GIVEN EXERCISE: Count the lines in the material below that contain the string "holding", treating uppercase and lowercase letters as different. Reply with the number alone.

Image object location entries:
-- Start --

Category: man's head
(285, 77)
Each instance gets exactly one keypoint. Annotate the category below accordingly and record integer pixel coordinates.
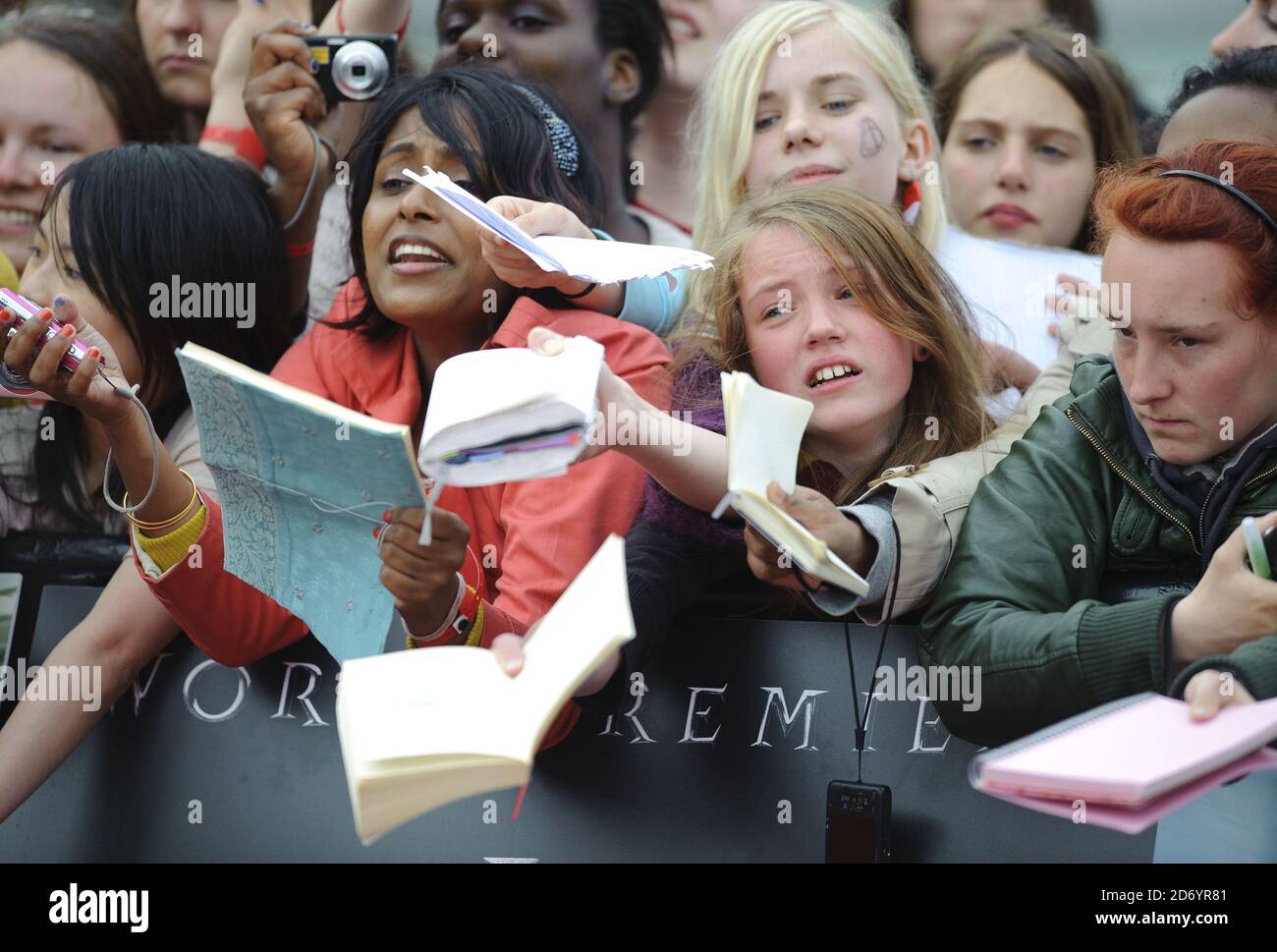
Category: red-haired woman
(1141, 476)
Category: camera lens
(361, 69)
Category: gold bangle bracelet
(174, 521)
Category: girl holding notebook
(115, 224)
(1143, 473)
(502, 555)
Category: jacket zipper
(1255, 479)
(1204, 504)
(1107, 458)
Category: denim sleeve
(651, 303)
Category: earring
(911, 203)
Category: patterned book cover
(303, 482)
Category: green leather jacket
(1072, 509)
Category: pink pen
(26, 309)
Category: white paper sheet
(585, 258)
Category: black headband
(1231, 190)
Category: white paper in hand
(585, 258)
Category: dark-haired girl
(115, 225)
(1234, 100)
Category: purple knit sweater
(698, 394)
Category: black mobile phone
(353, 67)
(857, 823)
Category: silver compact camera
(353, 68)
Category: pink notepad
(1136, 755)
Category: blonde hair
(723, 119)
(898, 283)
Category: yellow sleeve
(166, 551)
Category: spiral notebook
(303, 480)
(1135, 757)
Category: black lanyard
(861, 722)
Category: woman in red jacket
(422, 292)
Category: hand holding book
(516, 268)
(1207, 696)
(822, 519)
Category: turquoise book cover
(303, 482)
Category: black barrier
(43, 559)
(724, 756)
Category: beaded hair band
(567, 153)
(1231, 190)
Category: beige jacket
(930, 502)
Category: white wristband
(447, 621)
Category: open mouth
(830, 373)
(407, 251)
(17, 217)
(682, 26)
(811, 174)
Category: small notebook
(422, 729)
(1133, 759)
(303, 480)
(764, 436)
(527, 420)
(585, 258)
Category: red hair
(1180, 208)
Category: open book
(1131, 761)
(303, 480)
(586, 258)
(527, 418)
(426, 727)
(764, 434)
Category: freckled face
(811, 338)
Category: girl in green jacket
(1140, 476)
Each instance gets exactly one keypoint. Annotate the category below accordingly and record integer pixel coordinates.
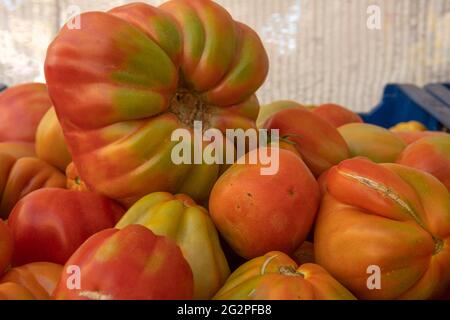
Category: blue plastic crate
(403, 103)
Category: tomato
(21, 176)
(40, 278)
(17, 149)
(14, 291)
(267, 111)
(374, 142)
(319, 143)
(189, 225)
(411, 126)
(50, 143)
(304, 253)
(336, 115)
(258, 213)
(21, 109)
(132, 263)
(6, 247)
(430, 154)
(275, 276)
(74, 181)
(50, 224)
(383, 231)
(152, 70)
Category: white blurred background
(320, 50)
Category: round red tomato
(128, 264)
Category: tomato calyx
(189, 107)
(290, 271)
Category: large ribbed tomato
(50, 224)
(139, 72)
(430, 154)
(21, 109)
(5, 246)
(389, 218)
(189, 225)
(336, 115)
(319, 143)
(128, 264)
(40, 278)
(409, 137)
(50, 143)
(20, 176)
(275, 276)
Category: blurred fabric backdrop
(320, 50)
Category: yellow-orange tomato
(40, 278)
(388, 221)
(411, 126)
(17, 149)
(275, 276)
(258, 213)
(74, 181)
(189, 225)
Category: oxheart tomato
(189, 225)
(430, 154)
(319, 143)
(14, 291)
(152, 70)
(50, 224)
(40, 278)
(21, 109)
(132, 263)
(21, 176)
(374, 142)
(6, 247)
(50, 142)
(258, 213)
(336, 115)
(275, 276)
(387, 221)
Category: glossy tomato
(50, 224)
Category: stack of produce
(93, 206)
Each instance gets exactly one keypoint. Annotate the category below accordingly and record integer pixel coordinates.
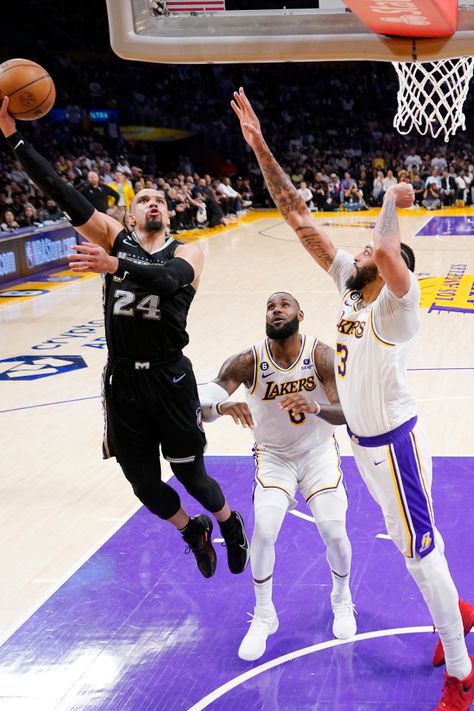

-- End --

CORRECT RESPONSE: 2